EXERCISE INSTRUCTIONS
Render the items from the line that contains "Exercise. Pick out the beige building" through the line that contains "pixel 740 425" as a two-column CSV with the headers item and answer. Give one row per item, put each field in quotes, and replace line breaks with spaces.

--- BEGIN STORED ROWS ---

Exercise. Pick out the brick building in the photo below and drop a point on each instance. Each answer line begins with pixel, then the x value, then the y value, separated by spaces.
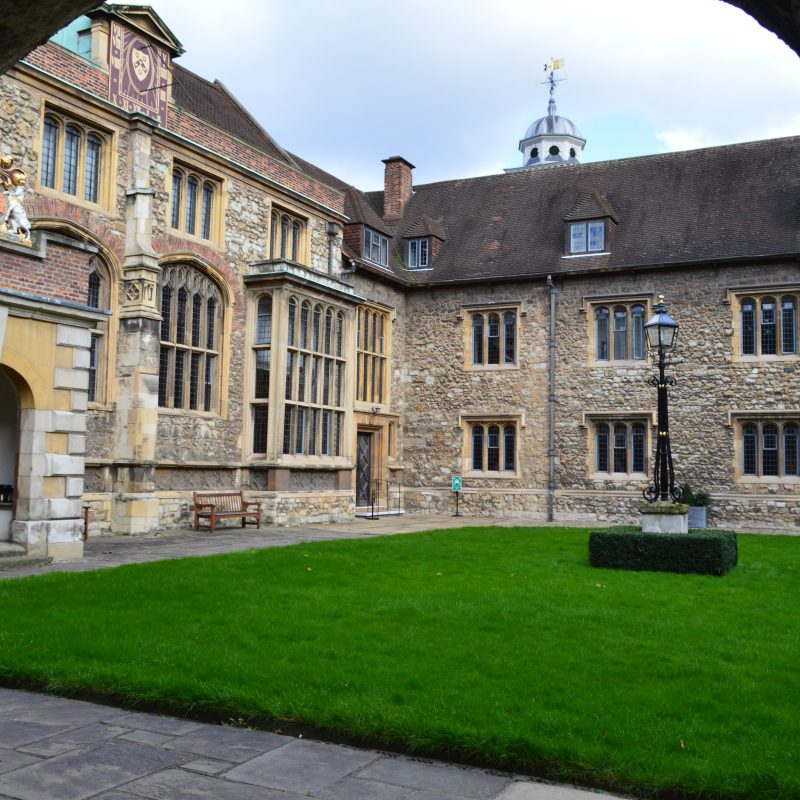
pixel 201 309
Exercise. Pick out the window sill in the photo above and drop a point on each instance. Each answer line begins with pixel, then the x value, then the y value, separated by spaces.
pixel 191 237
pixel 588 255
pixel 491 367
pixel 504 475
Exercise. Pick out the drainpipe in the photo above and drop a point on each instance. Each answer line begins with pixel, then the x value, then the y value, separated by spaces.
pixel 333 231
pixel 551 403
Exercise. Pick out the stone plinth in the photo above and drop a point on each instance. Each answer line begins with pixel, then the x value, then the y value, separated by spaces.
pixel 664 517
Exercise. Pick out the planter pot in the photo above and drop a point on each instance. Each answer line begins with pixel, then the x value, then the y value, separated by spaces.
pixel 698 517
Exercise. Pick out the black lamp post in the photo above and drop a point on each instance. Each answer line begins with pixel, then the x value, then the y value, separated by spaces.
pixel 662 333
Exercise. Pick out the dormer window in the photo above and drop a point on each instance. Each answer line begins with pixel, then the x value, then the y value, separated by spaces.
pixel 588 236
pixel 418 254
pixel 376 248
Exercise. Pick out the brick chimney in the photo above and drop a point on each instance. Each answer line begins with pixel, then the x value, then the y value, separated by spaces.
pixel 396 187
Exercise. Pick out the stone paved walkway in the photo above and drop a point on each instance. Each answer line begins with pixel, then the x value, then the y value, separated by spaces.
pixel 58 749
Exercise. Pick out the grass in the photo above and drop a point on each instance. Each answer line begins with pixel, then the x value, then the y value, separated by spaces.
pixel 497 646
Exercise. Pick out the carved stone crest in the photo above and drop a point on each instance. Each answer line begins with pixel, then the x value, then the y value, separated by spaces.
pixel 14 220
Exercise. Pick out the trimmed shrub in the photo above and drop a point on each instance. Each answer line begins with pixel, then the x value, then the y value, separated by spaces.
pixel 627 547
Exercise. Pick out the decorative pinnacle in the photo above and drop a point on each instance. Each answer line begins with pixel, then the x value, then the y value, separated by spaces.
pixel 555 63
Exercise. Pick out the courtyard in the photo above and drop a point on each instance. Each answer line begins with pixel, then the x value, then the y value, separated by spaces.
pixel 493 646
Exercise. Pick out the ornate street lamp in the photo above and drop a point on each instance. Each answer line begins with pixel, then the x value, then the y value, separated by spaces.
pixel 662 333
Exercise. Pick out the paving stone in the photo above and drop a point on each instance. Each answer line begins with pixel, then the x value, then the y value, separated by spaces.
pixel 435 777
pixel 177 784
pixel 523 790
pixel 77 737
pixel 361 789
pixel 229 744
pixel 12 759
pixel 208 766
pixel 146 737
pixel 84 773
pixel 12 699
pixel 301 766
pixel 63 713
pixel 157 723
pixel 14 733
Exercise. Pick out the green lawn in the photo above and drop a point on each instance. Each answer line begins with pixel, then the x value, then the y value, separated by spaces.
pixel 498 646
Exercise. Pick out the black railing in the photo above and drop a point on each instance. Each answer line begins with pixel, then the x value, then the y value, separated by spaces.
pixel 385 495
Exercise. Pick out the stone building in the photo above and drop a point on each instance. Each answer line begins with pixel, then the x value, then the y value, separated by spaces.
pixel 197 308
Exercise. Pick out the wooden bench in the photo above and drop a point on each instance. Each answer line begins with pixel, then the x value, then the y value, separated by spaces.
pixel 223 505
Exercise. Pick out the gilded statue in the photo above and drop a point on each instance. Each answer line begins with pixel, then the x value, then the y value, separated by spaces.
pixel 14 220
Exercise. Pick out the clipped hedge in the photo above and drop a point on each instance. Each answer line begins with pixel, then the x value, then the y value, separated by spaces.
pixel 700 551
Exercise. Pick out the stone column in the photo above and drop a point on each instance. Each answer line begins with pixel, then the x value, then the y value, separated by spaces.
pixel 136 507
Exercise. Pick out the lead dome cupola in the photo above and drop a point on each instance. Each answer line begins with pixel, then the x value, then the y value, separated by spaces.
pixel 551 139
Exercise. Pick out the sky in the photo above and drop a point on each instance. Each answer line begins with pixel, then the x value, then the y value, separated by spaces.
pixel 452 85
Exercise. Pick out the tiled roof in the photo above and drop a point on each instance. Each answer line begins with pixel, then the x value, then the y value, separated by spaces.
pixel 733 202
pixel 213 103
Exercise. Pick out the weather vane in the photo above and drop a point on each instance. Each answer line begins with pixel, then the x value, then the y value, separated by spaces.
pixel 555 63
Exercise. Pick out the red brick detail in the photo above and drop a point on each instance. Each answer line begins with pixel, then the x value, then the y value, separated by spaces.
pixel 228 146
pixel 46 212
pixel 167 245
pixel 70 67
pixel 397 187
pixel 64 274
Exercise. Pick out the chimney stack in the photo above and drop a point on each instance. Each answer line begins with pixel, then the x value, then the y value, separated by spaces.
pixel 397 189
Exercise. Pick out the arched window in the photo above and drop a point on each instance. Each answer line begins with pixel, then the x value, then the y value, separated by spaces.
pixel 190 349
pixel 748 327
pixel 750 450
pixel 769 452
pixel 769 341
pixel 477 448
pixel 493 447
pixel 789 325
pixel 194 201
pixel 620 448
pixel 477 339
pixel 509 337
pixel 637 334
pixel 601 447
pixel 601 317
pixel 72 157
pixel 790 455
pixel 98 295
pixel 620 333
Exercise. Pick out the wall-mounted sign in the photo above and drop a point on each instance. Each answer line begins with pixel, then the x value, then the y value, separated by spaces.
pixel 139 74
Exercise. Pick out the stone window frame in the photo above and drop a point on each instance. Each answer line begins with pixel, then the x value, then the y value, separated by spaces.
pixel 573 227
pixel 592 304
pixel 98 295
pixel 373 356
pixel 206 225
pixel 84 133
pixel 594 421
pixel 313 395
pixel 288 234
pixel 470 313
pixel 418 253
pixel 261 342
pixel 738 296
pixel 194 341
pixel 469 424
pixel 758 422
pixel 371 240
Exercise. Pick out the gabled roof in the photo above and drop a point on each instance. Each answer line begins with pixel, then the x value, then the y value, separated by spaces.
pixel 734 202
pixel 144 20
pixel 213 103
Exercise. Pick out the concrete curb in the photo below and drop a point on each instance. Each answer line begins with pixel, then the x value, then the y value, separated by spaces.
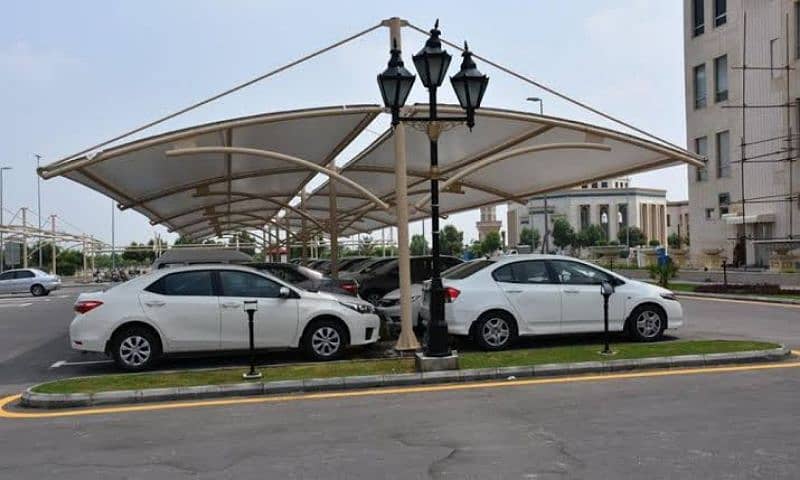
pixel 747 298
pixel 32 399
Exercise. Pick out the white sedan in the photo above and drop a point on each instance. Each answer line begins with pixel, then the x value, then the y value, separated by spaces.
pixel 494 301
pixel 201 309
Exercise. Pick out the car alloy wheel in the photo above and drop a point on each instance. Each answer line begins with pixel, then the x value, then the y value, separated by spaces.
pixel 135 351
pixel 496 332
pixel 326 341
pixel 648 324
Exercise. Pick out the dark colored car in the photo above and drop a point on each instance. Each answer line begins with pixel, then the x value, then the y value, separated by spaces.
pixel 307 278
pixel 375 283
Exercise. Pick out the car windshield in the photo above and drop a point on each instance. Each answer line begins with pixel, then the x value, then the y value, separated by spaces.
pixel 464 270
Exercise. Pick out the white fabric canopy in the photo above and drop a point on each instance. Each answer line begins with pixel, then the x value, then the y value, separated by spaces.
pixel 205 194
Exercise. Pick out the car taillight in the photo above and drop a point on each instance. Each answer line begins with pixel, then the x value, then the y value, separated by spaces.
pixel 451 294
pixel 351 288
pixel 85 306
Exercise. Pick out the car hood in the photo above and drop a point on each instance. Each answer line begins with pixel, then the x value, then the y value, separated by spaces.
pixel 416 290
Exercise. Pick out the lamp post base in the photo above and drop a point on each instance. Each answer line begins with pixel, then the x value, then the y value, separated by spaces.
pixel 425 363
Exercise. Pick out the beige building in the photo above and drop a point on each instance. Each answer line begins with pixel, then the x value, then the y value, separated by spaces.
pixel 713 44
pixel 605 203
pixel 488 222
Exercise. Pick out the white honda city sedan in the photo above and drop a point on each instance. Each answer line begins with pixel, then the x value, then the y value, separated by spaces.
pixel 201 309
pixel 496 300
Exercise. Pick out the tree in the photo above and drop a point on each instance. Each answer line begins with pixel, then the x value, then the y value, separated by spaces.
pixel 529 237
pixel 636 236
pixel 491 243
pixel 563 234
pixel 590 236
pixel 418 245
pixel 452 240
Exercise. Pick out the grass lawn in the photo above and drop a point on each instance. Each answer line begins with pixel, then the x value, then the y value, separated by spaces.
pixel 691 287
pixel 519 357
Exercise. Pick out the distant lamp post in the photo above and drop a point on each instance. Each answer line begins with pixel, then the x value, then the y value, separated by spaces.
pixel 2 207
pixel 469 84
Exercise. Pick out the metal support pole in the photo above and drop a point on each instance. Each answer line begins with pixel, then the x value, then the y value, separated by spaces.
pixel 407 341
pixel 334 225
pixel 24 237
pixel 39 206
pixel 53 244
pixel 438 342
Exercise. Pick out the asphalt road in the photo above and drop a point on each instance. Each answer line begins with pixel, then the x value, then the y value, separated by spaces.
pixel 34 344
pixel 740 425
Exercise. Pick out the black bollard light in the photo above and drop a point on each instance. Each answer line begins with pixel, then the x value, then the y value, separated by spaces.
pixel 251 306
pixel 606 289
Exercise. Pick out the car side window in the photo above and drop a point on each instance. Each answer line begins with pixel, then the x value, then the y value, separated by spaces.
pixel 193 284
pixel 243 284
pixel 523 272
pixel 574 273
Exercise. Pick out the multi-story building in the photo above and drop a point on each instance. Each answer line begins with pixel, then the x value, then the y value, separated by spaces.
pixel 605 203
pixel 488 222
pixel 714 54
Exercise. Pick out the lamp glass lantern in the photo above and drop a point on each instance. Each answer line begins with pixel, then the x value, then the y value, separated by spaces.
pixel 395 83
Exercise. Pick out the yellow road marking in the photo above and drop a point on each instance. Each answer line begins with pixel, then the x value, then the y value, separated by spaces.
pixel 731 300
pixel 379 391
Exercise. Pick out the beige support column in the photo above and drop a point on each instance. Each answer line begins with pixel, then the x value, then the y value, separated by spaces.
pixel 24 237
pixel 53 240
pixel 334 225
pixel 303 233
pixel 407 340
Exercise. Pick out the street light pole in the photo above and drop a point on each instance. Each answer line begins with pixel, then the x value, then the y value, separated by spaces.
pixel 2 207
pixel 469 84
pixel 39 206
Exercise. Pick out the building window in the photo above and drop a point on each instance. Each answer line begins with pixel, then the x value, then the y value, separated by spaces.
pixel 723 154
pixel 700 86
pixel 720 12
pixel 701 148
pixel 585 216
pixel 698 17
pixel 721 78
pixel 724 203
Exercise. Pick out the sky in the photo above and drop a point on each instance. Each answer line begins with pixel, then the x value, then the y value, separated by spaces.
pixel 75 73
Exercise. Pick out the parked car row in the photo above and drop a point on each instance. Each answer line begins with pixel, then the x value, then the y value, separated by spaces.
pixel 495 301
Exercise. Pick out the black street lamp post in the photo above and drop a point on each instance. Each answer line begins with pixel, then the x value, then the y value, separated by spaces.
pixel 469 84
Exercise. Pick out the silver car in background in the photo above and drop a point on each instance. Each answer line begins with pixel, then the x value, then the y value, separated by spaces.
pixel 37 282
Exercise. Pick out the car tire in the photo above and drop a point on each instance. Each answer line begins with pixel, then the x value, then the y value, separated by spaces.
pixel 647 323
pixel 135 349
pixel 324 340
pixel 495 330
pixel 373 297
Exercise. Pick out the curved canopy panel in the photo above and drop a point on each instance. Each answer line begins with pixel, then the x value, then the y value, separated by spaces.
pixel 556 154
pixel 508 156
pixel 196 193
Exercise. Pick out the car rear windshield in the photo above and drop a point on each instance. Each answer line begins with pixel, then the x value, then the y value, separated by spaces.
pixel 466 269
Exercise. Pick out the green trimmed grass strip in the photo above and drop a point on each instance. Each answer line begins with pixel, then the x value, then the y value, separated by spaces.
pixel 507 358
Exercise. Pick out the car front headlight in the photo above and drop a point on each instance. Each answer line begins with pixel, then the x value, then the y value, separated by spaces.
pixel 359 307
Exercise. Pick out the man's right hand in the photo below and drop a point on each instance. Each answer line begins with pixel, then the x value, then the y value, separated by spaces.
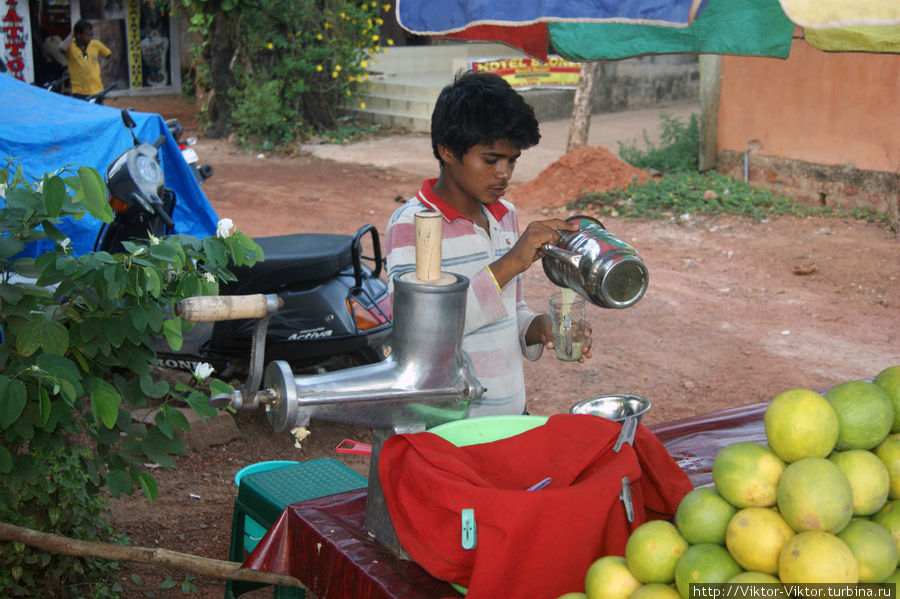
pixel 528 248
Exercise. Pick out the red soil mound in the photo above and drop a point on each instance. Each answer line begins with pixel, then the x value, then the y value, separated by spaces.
pixel 585 170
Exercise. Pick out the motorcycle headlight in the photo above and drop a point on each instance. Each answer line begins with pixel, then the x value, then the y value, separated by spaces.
pixel 147 170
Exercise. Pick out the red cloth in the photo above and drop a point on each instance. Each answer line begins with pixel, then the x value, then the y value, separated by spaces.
pixel 531 39
pixel 529 544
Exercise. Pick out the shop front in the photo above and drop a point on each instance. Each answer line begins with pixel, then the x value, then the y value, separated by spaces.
pixel 144 42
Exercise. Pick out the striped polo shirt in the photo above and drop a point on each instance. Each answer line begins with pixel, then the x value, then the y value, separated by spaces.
pixel 496 320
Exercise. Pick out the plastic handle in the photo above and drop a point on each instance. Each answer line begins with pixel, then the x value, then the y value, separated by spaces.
pixel 351 446
pixel 562 255
pixel 469 533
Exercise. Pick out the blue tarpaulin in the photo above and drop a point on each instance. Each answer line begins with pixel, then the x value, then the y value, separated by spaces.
pixel 455 15
pixel 43 132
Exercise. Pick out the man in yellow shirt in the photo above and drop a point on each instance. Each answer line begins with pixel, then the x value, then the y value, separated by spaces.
pixel 83 57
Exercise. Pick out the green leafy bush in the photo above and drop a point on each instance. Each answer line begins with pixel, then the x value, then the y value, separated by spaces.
pixel 75 362
pixel 678 150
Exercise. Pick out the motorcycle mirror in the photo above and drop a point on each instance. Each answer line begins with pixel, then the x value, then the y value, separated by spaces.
pixel 126 118
pixel 129 122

--- END STORED ROWS ---

WRITTEN SOLUTION
item,answer
"Exercise. Pick out the beige building in the photo above and drop a point on each instance. Each answer line begins with pixel, then the x value, then the y value, separated by spaces.","pixel 713 44 pixel 605 203 pixel 488 222"
"Exercise. Pick out the white honda city sedan in the photo above and drop a point on each instance. Each answer line begins with pixel, then the x value, then the y value, separated by spaces.","pixel 201 309 pixel 496 300"
"Exercise. Pick out the tree in the photo above and drop a point on each instance. Each answer line begins with pixel, then the x value, then the y value, separated by spaces.","pixel 529 237 pixel 636 236 pixel 491 243 pixel 563 234 pixel 590 236 pixel 418 245 pixel 452 240"
"Exercise. Pick out the grass lawn in the photo above and drop a point on each instance. Each answer line begins with pixel, then the x value, then the y value, separated by spaces.","pixel 691 287 pixel 519 357"
"Exercise. Pick out the distant lamp post in the photo above and drop a point on each instance. Each answer line begins with pixel, then the x value, then the y value, separated by spaces.","pixel 2 207 pixel 469 84"
"Exercise. Pick out the metal support pole in the photo above and drop a point on each instance. Each answer line begins with pixel, then the x value, then the y value, separated by spaces.","pixel 407 341 pixel 334 225 pixel 24 237 pixel 39 206 pixel 53 244 pixel 438 342"
"Exercise. Pick out the asphalt road in the photo above and drop a point on each instance. Each answer line begins with pixel, then the x value, then the y value, separated by spaces.","pixel 34 344 pixel 740 425"